*DIRECTIONS FOR THIS TASK:* Write out exactly the lines from the one containing "where the wooden" through the last line of the records below, including both.

*RECORDS SHOWN:*
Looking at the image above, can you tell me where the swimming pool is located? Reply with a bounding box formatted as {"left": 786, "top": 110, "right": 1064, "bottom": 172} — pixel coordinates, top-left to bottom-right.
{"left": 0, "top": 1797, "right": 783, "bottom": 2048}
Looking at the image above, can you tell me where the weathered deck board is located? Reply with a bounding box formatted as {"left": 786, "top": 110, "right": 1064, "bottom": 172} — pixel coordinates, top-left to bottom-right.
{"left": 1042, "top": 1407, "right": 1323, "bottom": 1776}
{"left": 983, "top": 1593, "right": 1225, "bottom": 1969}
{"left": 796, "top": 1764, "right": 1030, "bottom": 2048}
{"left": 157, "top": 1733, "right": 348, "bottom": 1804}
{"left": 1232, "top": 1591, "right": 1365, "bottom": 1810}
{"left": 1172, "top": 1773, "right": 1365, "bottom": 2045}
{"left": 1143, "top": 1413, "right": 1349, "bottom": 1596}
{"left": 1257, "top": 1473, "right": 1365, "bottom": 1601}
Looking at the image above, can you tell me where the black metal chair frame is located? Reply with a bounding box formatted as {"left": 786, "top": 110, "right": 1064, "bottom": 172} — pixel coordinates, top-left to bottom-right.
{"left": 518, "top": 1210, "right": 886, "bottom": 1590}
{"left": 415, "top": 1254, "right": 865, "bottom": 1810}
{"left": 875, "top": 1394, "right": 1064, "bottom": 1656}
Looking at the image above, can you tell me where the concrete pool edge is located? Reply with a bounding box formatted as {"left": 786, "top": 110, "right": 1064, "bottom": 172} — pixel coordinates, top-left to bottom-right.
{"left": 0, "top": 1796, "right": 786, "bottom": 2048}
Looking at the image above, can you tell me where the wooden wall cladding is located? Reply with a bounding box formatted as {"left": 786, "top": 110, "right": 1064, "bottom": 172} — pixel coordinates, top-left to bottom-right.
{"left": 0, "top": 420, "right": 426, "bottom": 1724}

*WRITTEN RESPONSE:*
Looking at the image above, can you tell me where the wooden wall cladding is located? Reply with a bounding box formatted as {"left": 786, "top": 110, "right": 1064, "bottom": 172} — pixel coordinates, top-left to bottom-right.
{"left": 0, "top": 420, "right": 426, "bottom": 1724}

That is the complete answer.